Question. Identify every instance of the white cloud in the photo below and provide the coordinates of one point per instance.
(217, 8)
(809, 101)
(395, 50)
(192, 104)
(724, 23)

......

Take the entries above and transcribe them exactly as they stand.

▶ [Task answer]:
Question. Identify every instance of the white cloud in the photo below and provide the coordinates of one point per instance.
(217, 8)
(809, 101)
(395, 50)
(192, 104)
(724, 23)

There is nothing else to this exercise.